_Task_
Somewhere below are a line with "Query: rocky ground" and a later line with "The pointer SHOULD provide one marker per instance of the safety". Output exactly those lines and all lines between them.

_Data excerpts_
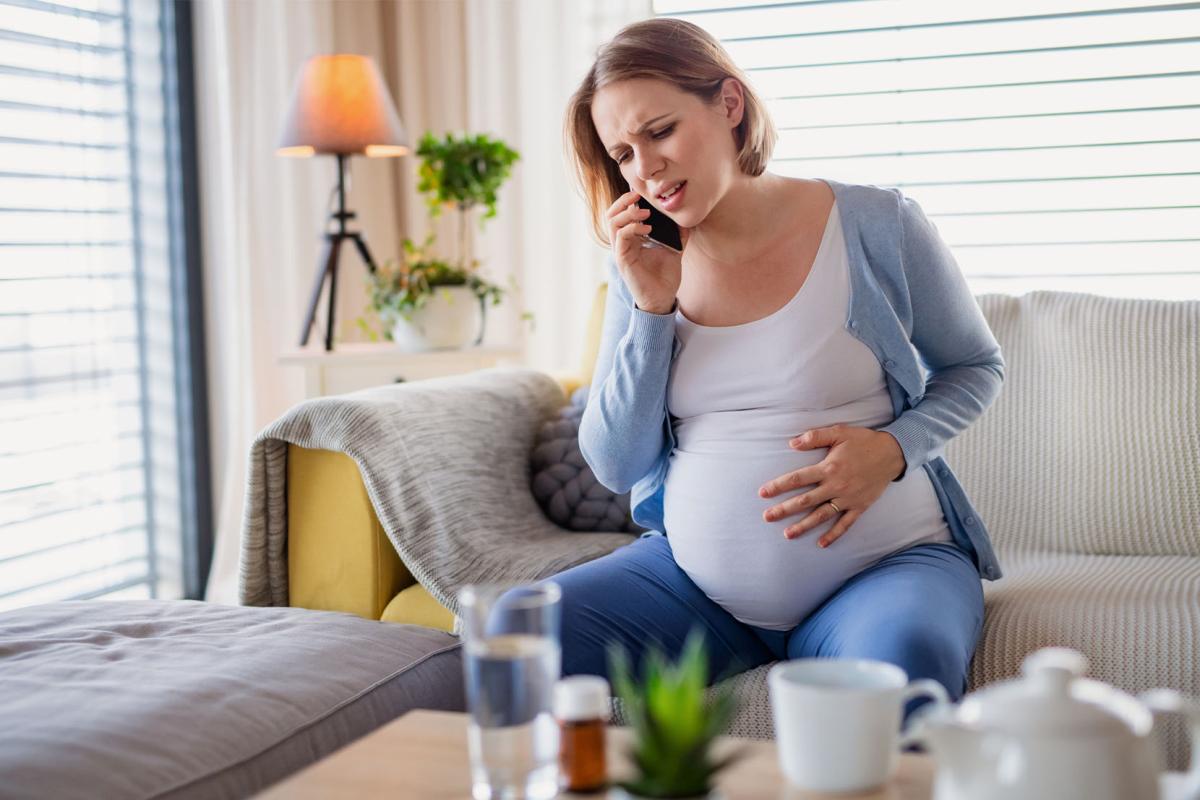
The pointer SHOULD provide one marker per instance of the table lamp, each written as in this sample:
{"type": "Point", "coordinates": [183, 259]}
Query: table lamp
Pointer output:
{"type": "Point", "coordinates": [340, 106]}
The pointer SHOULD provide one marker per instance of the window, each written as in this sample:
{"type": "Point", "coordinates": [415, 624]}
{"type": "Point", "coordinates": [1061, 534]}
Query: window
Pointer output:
{"type": "Point", "coordinates": [102, 489]}
{"type": "Point", "coordinates": [1053, 143]}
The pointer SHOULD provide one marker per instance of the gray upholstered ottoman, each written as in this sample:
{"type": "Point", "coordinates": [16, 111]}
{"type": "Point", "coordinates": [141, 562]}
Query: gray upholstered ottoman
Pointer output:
{"type": "Point", "coordinates": [190, 699]}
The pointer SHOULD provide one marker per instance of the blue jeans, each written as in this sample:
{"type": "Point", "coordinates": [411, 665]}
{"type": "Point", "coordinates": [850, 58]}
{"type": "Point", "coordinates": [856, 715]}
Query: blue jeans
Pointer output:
{"type": "Point", "coordinates": [919, 608]}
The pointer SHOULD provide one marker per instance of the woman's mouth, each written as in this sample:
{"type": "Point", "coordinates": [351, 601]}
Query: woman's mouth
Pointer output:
{"type": "Point", "coordinates": [673, 199]}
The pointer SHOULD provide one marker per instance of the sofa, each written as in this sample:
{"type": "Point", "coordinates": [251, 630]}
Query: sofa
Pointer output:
{"type": "Point", "coordinates": [1086, 471]}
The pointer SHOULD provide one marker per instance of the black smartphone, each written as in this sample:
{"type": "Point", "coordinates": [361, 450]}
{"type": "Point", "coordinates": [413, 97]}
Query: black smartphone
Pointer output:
{"type": "Point", "coordinates": [664, 229]}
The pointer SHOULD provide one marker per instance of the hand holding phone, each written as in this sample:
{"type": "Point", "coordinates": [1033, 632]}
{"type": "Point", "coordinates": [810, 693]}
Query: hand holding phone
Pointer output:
{"type": "Point", "coordinates": [664, 230]}
{"type": "Point", "coordinates": [652, 272]}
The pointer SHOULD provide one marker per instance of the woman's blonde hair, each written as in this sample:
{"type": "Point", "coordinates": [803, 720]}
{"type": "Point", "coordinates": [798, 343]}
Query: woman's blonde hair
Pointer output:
{"type": "Point", "coordinates": [669, 49]}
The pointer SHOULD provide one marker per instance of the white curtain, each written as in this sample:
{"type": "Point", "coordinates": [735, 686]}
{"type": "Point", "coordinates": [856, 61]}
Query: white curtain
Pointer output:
{"type": "Point", "coordinates": [502, 67]}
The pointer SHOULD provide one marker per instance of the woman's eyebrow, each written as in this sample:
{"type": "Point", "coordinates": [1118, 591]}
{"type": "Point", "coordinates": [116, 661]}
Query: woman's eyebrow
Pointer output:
{"type": "Point", "coordinates": [639, 131]}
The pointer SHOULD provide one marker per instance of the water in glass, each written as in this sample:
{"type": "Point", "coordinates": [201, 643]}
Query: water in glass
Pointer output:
{"type": "Point", "coordinates": [511, 659]}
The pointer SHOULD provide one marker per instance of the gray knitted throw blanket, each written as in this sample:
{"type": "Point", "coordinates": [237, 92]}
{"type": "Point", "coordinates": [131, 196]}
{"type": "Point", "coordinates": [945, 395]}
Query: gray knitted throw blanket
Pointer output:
{"type": "Point", "coordinates": [445, 463]}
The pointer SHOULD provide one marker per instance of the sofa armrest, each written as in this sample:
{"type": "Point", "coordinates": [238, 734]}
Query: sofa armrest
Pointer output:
{"type": "Point", "coordinates": [339, 555]}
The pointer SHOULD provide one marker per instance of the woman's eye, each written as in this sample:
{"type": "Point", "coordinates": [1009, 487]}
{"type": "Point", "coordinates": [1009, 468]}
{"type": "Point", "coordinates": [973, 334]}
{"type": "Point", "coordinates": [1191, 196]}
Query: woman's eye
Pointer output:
{"type": "Point", "coordinates": [661, 134]}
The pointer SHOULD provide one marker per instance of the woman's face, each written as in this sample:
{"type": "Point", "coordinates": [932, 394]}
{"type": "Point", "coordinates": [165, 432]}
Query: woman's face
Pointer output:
{"type": "Point", "coordinates": [684, 140]}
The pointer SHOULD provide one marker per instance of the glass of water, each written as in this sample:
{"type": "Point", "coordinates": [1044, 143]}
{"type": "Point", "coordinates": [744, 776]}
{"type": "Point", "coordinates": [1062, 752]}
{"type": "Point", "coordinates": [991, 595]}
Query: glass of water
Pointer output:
{"type": "Point", "coordinates": [511, 660]}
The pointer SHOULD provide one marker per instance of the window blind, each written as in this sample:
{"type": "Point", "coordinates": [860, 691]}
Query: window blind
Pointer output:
{"type": "Point", "coordinates": [1054, 144]}
{"type": "Point", "coordinates": [94, 376]}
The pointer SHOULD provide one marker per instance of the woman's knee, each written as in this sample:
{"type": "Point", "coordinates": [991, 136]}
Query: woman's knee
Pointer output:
{"type": "Point", "coordinates": [919, 648]}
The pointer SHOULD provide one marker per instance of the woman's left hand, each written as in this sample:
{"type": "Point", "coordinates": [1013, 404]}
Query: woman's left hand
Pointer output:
{"type": "Point", "coordinates": [853, 474]}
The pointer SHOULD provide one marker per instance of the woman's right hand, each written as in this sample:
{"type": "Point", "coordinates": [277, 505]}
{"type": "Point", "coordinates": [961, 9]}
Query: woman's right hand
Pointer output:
{"type": "Point", "coordinates": [652, 274]}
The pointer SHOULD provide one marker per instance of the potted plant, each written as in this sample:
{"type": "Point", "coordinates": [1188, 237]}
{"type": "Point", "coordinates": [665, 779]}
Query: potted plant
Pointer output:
{"type": "Point", "coordinates": [426, 301]}
{"type": "Point", "coordinates": [673, 725]}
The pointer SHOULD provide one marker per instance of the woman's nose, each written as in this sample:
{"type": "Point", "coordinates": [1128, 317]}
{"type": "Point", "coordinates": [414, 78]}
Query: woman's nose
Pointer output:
{"type": "Point", "coordinates": [647, 167]}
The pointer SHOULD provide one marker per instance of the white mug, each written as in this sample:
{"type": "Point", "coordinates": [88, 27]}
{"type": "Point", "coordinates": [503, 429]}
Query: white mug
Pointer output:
{"type": "Point", "coordinates": [838, 720]}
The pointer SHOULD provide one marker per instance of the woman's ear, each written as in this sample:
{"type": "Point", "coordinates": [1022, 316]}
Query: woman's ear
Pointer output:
{"type": "Point", "coordinates": [732, 101]}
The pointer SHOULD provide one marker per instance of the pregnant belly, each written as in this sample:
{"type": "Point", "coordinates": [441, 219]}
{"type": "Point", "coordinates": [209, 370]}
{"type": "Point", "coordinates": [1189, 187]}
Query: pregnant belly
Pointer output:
{"type": "Point", "coordinates": [713, 517]}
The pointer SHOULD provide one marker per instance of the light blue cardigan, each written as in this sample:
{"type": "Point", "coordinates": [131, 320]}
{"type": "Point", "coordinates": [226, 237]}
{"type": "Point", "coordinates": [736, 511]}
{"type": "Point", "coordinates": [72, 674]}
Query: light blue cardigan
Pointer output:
{"type": "Point", "coordinates": [909, 304]}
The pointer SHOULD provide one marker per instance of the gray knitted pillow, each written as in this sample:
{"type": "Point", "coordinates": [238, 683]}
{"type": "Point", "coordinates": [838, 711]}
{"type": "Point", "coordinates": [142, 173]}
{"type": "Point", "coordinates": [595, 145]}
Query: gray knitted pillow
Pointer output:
{"type": "Point", "coordinates": [563, 483]}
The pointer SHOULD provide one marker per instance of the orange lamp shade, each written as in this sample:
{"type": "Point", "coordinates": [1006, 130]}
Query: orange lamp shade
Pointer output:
{"type": "Point", "coordinates": [341, 106]}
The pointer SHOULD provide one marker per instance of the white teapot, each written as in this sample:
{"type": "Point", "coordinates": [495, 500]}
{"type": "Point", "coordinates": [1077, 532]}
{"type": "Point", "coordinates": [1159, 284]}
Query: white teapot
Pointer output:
{"type": "Point", "coordinates": [1051, 734]}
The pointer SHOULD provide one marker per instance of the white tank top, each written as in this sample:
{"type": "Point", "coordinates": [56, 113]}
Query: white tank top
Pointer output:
{"type": "Point", "coordinates": [736, 395]}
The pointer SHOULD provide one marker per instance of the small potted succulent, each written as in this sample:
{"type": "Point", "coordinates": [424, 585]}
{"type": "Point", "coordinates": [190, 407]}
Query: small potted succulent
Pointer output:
{"type": "Point", "coordinates": [430, 302]}
{"type": "Point", "coordinates": [673, 723]}
{"type": "Point", "coordinates": [426, 302]}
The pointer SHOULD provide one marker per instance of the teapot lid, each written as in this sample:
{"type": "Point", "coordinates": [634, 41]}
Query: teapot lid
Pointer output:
{"type": "Point", "coordinates": [1051, 698]}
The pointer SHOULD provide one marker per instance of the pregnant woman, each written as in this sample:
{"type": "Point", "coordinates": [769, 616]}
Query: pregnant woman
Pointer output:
{"type": "Point", "coordinates": [777, 397]}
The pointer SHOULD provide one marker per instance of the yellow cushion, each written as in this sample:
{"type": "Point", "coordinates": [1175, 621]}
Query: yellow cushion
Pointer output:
{"type": "Point", "coordinates": [417, 606]}
{"type": "Point", "coordinates": [339, 555]}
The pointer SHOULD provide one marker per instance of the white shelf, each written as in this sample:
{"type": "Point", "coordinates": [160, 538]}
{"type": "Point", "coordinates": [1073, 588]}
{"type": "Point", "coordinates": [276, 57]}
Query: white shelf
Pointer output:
{"type": "Point", "coordinates": [360, 365]}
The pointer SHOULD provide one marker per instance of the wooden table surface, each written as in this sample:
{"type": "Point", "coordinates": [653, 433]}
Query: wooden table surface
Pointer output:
{"type": "Point", "coordinates": [423, 756]}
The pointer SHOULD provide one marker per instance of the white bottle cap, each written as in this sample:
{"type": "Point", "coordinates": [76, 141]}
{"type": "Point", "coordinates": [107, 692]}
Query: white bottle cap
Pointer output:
{"type": "Point", "coordinates": [581, 697]}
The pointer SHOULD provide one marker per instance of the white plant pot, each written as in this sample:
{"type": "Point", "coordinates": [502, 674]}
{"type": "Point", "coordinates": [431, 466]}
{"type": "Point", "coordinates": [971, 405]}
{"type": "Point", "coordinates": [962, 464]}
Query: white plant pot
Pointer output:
{"type": "Point", "coordinates": [453, 318]}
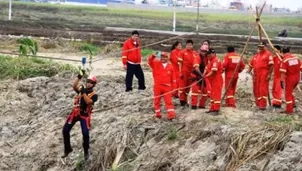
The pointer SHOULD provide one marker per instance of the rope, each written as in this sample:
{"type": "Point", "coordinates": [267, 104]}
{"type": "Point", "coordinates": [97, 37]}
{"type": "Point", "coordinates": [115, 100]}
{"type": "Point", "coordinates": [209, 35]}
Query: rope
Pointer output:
{"type": "Point", "coordinates": [147, 99]}
{"type": "Point", "coordinates": [161, 41]}
{"type": "Point", "coordinates": [47, 57]}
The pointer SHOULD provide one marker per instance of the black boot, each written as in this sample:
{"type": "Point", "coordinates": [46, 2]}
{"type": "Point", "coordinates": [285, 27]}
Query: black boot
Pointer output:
{"type": "Point", "coordinates": [66, 153]}
{"type": "Point", "coordinates": [86, 155]}
{"type": "Point", "coordinates": [183, 103]}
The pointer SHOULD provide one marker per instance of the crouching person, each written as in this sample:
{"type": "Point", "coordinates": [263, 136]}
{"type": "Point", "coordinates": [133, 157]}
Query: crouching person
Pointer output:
{"type": "Point", "coordinates": [82, 110]}
{"type": "Point", "coordinates": [164, 83]}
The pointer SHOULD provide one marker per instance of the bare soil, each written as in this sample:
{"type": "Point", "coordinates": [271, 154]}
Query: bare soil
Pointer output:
{"type": "Point", "coordinates": [33, 112]}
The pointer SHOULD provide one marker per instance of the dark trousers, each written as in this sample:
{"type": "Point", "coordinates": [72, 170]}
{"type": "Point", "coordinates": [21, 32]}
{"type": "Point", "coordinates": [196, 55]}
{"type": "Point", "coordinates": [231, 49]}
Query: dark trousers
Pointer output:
{"type": "Point", "coordinates": [85, 132]}
{"type": "Point", "coordinates": [138, 72]}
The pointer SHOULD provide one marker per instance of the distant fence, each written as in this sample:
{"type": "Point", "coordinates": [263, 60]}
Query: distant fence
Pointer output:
{"type": "Point", "coordinates": [190, 9]}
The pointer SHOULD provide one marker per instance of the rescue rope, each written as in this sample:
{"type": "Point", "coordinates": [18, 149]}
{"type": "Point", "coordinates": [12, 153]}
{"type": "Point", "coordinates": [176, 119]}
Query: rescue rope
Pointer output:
{"type": "Point", "coordinates": [151, 44]}
{"type": "Point", "coordinates": [38, 56]}
{"type": "Point", "coordinates": [147, 99]}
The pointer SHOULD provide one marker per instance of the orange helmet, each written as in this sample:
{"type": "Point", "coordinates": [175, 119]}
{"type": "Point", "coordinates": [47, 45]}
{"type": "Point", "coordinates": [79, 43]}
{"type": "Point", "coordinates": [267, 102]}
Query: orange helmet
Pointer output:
{"type": "Point", "coordinates": [93, 78]}
{"type": "Point", "coordinates": [164, 54]}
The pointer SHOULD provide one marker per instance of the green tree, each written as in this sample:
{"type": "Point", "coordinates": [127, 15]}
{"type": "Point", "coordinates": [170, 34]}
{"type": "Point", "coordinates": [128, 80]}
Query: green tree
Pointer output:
{"type": "Point", "coordinates": [27, 45]}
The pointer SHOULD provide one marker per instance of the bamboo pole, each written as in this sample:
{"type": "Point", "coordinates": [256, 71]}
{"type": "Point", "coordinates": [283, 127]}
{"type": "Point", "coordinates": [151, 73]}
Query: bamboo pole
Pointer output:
{"type": "Point", "coordinates": [237, 66]}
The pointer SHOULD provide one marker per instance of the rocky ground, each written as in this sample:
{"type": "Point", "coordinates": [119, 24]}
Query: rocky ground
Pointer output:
{"type": "Point", "coordinates": [125, 132]}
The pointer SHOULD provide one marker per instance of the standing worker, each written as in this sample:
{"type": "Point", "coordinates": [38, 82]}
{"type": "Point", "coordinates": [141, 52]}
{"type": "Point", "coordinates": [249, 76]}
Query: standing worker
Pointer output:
{"type": "Point", "coordinates": [82, 110]}
{"type": "Point", "coordinates": [131, 58]}
{"type": "Point", "coordinates": [186, 59]}
{"type": "Point", "coordinates": [277, 90]}
{"type": "Point", "coordinates": [176, 48]}
{"type": "Point", "coordinates": [164, 83]}
{"type": "Point", "coordinates": [198, 85]}
{"type": "Point", "coordinates": [290, 77]}
{"type": "Point", "coordinates": [262, 64]}
{"type": "Point", "coordinates": [230, 63]}
{"type": "Point", "coordinates": [214, 72]}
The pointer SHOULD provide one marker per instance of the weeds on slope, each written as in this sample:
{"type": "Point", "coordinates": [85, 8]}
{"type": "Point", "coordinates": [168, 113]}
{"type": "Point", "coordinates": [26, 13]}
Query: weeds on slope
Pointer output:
{"type": "Point", "coordinates": [23, 67]}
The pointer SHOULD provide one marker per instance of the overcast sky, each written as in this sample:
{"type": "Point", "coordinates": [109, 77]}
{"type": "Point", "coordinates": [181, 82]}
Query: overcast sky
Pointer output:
{"type": "Point", "coordinates": [292, 4]}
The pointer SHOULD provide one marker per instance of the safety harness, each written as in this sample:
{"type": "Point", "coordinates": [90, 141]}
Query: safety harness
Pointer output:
{"type": "Point", "coordinates": [76, 111]}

_Task answer_
Query: rocky ground
Pointer output:
{"type": "Point", "coordinates": [125, 132]}
The pointer SHOULD provide one marker per instance of the standing worker, each written as in this sample:
{"type": "Point", "coordinates": [38, 82]}
{"type": "Point", "coordinates": [141, 52]}
{"type": "Point", "coordinates": [249, 76]}
Query: standing worker
Pointer output:
{"type": "Point", "coordinates": [82, 110]}
{"type": "Point", "coordinates": [131, 58]}
{"type": "Point", "coordinates": [186, 59]}
{"type": "Point", "coordinates": [277, 90]}
{"type": "Point", "coordinates": [176, 48]}
{"type": "Point", "coordinates": [164, 83]}
{"type": "Point", "coordinates": [198, 85]}
{"type": "Point", "coordinates": [290, 77]}
{"type": "Point", "coordinates": [262, 64]}
{"type": "Point", "coordinates": [230, 63]}
{"type": "Point", "coordinates": [214, 72]}
The pointer SHOULD provide one marker per instance of the weeds on slope, each written as in this sample:
{"type": "Point", "coordinates": [85, 8]}
{"type": "Point", "coordinates": [168, 113]}
{"type": "Point", "coordinates": [26, 13]}
Query: weeds on slope
Pointer output:
{"type": "Point", "coordinates": [23, 67]}
The pointer SHOULD provide one marker per instance of the overcast sky, each written as in this sample:
{"type": "Point", "coordinates": [109, 77]}
{"type": "Point", "coordinates": [181, 82]}
Query: overcast sky
Pointer output:
{"type": "Point", "coordinates": [292, 4]}
The pointer SHOULD provide one marker per instance of the safety harness, each written as in this sample:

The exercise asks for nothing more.